A final sendoff for Kyle Trask and his fellow seniors comes on a night when hearts and minds may be elsewhere.

Kentucky vs Florida Photo by Kelly Chase/Collegiate Images/Getty Images

I wanted to make a big deal of the ideal stat line I wanted for Kyle Trask in Florida’s final regular season game against LSU this Saturday night (7 p.m., ESPN or WatchESPN).

I was going to start from the touchdowns: Trask has 38 already this year, and his 39th and 40th will tie and break the record for touchdown passes in a season by a Gator currently held by Danny Wuerffel and set during his magical 1996 campaign. But Trask throwing for nine — implausible, but not impossible, against this LSU defense — would get him the Gators’ single-game record, too, and would also bring some nice symmetry: Trask’s first season ending with Florida at 4-7 and him redshirting and his final season ending with Florida aimed at the College Football Playoff and him in Heisman Trophy contention after 47 touchdown throws in 10 games would be an irresistible detail of his dominance.

Then there’s the yardage. Trask is at 3,243 yards through nine games; a 357-yard performance would get him to 3,600, nice and round. 654 would get him to 3,897, one yard past Rex Grossman’s single-season record — probably a reach for the Gators, even if LSU’s already given up one 600-yard performance this year. But 539, somewhat more realistic, would put Trask at 3,782 — one yard ahead of the per-game pace set by 2019 Heisman Trophy winner Joe Burrow’s full 15-game season a year ago, and done only by shattering the Florida single-game record for passing yards along the way. (And if we want to get eerie and sentimental? 445 yards through the air would get Trask to 3,698 — or 3-6-98, his birthday.)

And how many passes would Trask ideally throw for those 539 yards and nine touchdowns, while we’re playing genie with a box score? Well, let’s get Trask over another threshold — the 200.0 one for passer rating. A 28-for-40 night brings him to a season stat line of 258 completions on 362 attempts for the aforementioned yardage and touchdown totals, and that’s good enough to get a 200.2 rating for the year.

- _Dataset excerpt_:
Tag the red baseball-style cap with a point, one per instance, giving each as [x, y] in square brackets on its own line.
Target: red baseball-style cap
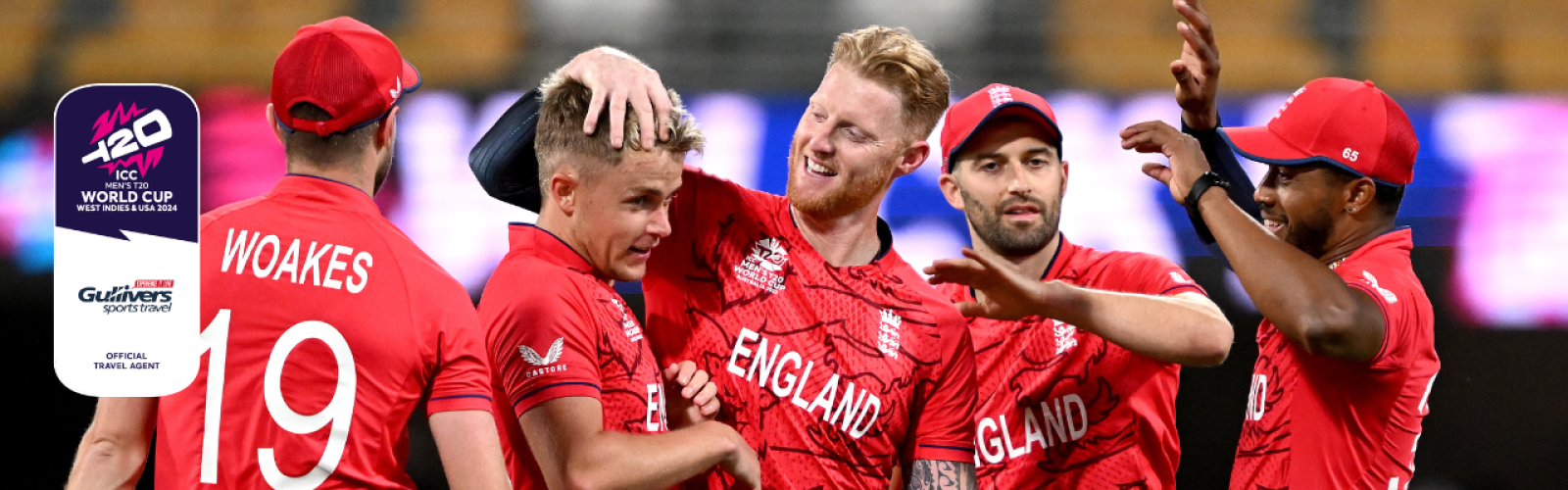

- _Assigned task 1_:
Answer these from the article about Kyle Trask, one line each:
(a) Who currently holds the Gator record for touchdown passes in a season?
(b) How many passing yards does Trask have through nine games?
(c) What passing night would bring Trask's season rating to 200.2?
- _Assigned task 2_:
Pick up the article about Kyle Trask's ideal stat line where it stops, and write the next few paragraphs.

- _Written reply 1_:
(a) Danny Wuerffel
(b) 3,243
(c) 28-for-40

- _Written reply 2_:
Getting greedy and asking for exactly 100 incompletions through 10 games? Well, a 28-for-36 night would get Trask to a 202.5 rating that would again be better than what Burrow posted a year ago, if barely.

But that’s greedy. And if today in sports taught me anything, it’s to savor what you have before counting eggs that have yet to hatch.

Early on in Florida’s game at Florida State, Keyontae Johnson appeared to be leading the Gators to their best performance against the Seminoles since a six-game losing streak began back in 2015. He finished a transition layup and converted the and-one chance, soared to throw down a Tyree Appleby alley-oop, and contributed to defense that had FSU suffocated over the first four minutes of play.

Then he collapsed.

Seven hours later, his family is being flown to see him in a hospital, where he’ll be staying overnight. His condition has been reported repeatedly as critical but stable — verbiage that may reflect both that Johnson’s health is not good but not changing.

One of Trask’s fellow seniors will bring Johnson’s basketball jersey onto the field. In spirit, he will be with Florida; in spirit, the Gator Nation will be with him.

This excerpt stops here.